(Saved entries)
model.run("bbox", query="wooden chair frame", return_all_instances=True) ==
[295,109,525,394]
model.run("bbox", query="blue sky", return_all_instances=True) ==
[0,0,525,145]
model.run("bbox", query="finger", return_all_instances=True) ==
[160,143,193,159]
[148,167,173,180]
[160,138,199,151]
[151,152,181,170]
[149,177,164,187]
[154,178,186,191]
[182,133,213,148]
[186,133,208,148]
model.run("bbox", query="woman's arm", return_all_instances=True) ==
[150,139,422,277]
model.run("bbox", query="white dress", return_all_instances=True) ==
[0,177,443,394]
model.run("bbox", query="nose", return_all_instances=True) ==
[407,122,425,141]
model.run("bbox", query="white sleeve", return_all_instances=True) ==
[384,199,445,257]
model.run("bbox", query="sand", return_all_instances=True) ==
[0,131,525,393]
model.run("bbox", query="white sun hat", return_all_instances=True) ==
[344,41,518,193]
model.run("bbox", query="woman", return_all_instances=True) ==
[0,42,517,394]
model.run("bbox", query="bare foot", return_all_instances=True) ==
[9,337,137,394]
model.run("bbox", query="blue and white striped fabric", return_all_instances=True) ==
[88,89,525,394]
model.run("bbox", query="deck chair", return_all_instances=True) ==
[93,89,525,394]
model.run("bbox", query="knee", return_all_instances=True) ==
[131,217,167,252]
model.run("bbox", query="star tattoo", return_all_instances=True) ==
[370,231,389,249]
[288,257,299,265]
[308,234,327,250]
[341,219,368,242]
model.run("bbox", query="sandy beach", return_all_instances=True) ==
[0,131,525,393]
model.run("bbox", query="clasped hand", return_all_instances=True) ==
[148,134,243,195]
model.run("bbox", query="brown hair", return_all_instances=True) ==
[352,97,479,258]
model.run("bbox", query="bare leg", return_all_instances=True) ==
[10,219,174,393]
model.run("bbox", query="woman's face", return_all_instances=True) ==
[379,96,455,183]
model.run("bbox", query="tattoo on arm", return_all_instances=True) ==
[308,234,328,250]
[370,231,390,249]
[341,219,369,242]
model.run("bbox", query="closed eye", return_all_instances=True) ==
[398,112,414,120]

Written instruction
Repeat all the entries word for word.

Reply to the exercise
model.run("bbox", query="wooden chair frame", return_all_instances=True) ==
[295,109,525,394]
model.run("bbox", query="blue sky", return_all_instances=True) ==
[0,0,525,145]
model.run("bbox", query="finger", return_all_instances=True) ==
[160,143,193,159]
[148,167,173,180]
[160,138,199,151]
[151,152,181,170]
[149,177,164,187]
[154,178,186,191]
[182,133,213,148]
[186,133,208,148]
model.run("bbox", query="woman's arm", return_all_instances=True) ==
[150,139,422,277]
model.run("bbox", query="white dress", return_all_instances=True) ==
[0,177,443,394]
model.run("bbox", query="nose", return_all_instances=True) ==
[407,122,425,141]
model.run("bbox", query="white sleeve", return_all_instances=True) ==
[384,199,445,257]
model.run("bbox", query="sand", return_all_instances=True) ==
[0,131,525,393]
model.run("bbox", query="white sun hat", return_all_instances=True) ==
[344,41,518,193]
model.run("bbox", query="woman", return_all_instances=True) ==
[0,42,517,394]
model.run("bbox", query="bare foot", return_all_instances=True) ==
[9,337,137,394]
model.run("bbox", query="blue and white striped fabric", return_all_instances=True) ==
[88,89,525,394]
model.run("bbox", query="deck chair", return_all_instances=True) ==
[93,89,525,394]
model.run("bbox", query="knee", return_all_instances=True) ==
[131,217,167,252]
model.run("bbox", query="star tattoo", return_all_instances=True) ==
[370,231,389,249]
[288,257,299,265]
[308,234,327,250]
[341,219,368,242]
model.run("bbox", query="sandy beach", return_all_instances=True) ==
[0,131,525,393]
model.run("bbox", query="clasped hand", return_all_instances=True) ==
[148,134,243,195]
model.run("bbox", query="brown hair", return_all_instances=True) ==
[352,97,479,258]
model.run("bbox", query="bare leg", return_all_instances=True) ==
[10,219,174,393]
model.run("bbox", query="woman's face", return_all_instances=True) ==
[379,96,455,183]
model.run("bbox", query="tattoo on arm", return_all_instances=True) ==
[308,234,328,250]
[370,231,390,249]
[341,219,369,242]
model.run("bbox", query="closed eye", return_all_instances=True) ==
[398,112,414,120]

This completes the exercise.